» **EXERCISE OBJECTIVE**: Reproduce exactly the lines below from the one containing "Target: metal wire mesh" through the one containing "Target: in-focus sparrow", including both, and nothing else.

##### RECORDS FOR THIS TASK

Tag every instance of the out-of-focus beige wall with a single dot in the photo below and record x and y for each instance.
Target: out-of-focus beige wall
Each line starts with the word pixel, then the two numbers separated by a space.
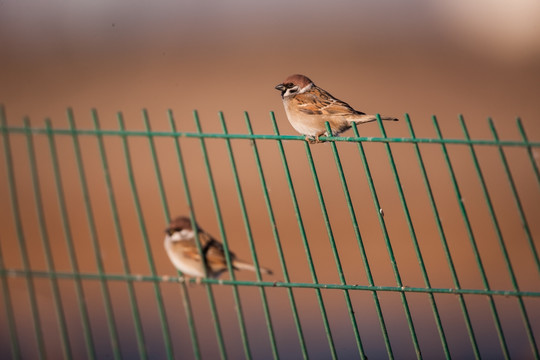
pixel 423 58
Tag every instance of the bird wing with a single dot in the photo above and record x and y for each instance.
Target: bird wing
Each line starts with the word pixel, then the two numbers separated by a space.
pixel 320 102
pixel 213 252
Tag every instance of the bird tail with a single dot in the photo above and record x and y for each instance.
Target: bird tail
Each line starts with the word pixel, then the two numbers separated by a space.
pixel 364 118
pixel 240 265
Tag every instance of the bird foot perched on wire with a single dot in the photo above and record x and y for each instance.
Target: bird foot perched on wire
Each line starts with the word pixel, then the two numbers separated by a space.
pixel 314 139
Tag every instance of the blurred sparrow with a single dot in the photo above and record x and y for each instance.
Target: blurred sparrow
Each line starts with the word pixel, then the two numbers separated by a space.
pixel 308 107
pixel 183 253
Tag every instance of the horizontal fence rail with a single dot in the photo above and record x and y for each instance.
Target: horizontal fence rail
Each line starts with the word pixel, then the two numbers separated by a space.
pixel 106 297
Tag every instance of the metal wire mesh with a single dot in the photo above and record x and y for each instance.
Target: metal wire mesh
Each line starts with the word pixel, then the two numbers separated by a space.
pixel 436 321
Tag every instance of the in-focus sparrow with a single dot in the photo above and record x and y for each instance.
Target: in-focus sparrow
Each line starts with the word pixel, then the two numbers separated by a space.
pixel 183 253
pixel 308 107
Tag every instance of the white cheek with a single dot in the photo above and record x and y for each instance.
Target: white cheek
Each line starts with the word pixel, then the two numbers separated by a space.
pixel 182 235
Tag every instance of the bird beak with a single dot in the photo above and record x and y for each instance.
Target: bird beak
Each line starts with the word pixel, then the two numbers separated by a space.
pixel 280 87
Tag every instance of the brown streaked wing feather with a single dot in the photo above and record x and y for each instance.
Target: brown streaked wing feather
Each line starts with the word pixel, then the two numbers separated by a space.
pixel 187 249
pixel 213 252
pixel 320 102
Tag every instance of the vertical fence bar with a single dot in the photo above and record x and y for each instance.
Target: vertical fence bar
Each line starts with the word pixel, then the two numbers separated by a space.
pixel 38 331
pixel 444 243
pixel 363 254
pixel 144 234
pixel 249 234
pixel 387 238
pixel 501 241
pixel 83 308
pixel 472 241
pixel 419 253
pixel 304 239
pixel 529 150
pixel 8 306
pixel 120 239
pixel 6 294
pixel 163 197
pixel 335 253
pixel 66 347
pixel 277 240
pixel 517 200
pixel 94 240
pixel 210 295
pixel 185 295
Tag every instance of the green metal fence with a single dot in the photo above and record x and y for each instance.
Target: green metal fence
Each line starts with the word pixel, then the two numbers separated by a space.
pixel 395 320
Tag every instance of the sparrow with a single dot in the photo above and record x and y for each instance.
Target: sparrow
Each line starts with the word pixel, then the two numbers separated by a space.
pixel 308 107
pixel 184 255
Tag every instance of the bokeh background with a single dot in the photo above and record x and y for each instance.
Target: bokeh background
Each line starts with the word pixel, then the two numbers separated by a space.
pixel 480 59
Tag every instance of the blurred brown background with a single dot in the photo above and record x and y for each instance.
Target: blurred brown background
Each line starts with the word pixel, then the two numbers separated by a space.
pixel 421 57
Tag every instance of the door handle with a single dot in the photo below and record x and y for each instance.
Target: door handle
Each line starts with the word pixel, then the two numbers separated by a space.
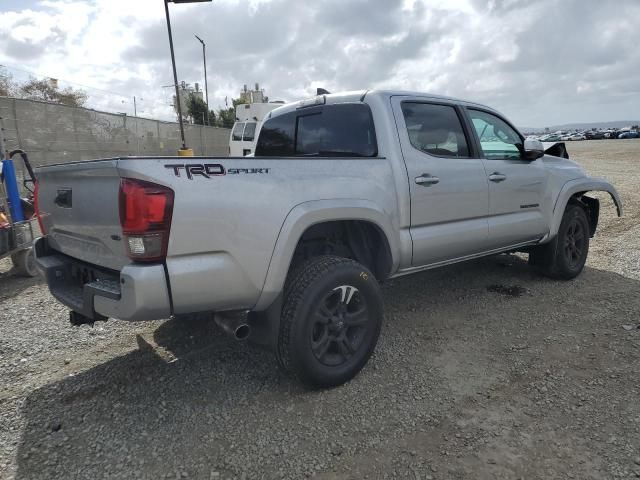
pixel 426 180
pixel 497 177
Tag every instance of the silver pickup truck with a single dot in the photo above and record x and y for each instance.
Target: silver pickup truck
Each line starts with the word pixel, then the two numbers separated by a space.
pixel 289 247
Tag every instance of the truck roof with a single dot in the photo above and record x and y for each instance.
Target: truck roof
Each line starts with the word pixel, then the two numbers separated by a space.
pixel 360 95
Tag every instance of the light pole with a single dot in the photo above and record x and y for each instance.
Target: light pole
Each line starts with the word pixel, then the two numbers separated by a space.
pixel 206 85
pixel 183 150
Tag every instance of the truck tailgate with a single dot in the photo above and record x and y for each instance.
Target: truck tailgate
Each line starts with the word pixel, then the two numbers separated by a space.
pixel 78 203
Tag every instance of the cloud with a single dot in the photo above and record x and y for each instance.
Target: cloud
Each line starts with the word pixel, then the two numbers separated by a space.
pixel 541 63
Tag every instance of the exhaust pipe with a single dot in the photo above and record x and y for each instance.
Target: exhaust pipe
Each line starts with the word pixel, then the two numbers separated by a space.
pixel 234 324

##########

» **RESPONSE FOR THIS EXERCISE**:
Target: metal wire mesh
Each line starts with the word pixel, then the two numbers separated by a space.
pixel 436 321
Tag every instance of the in-focus sparrow with a single dot in the photo above and record x and y for each instance.
Target: in-focus sparrow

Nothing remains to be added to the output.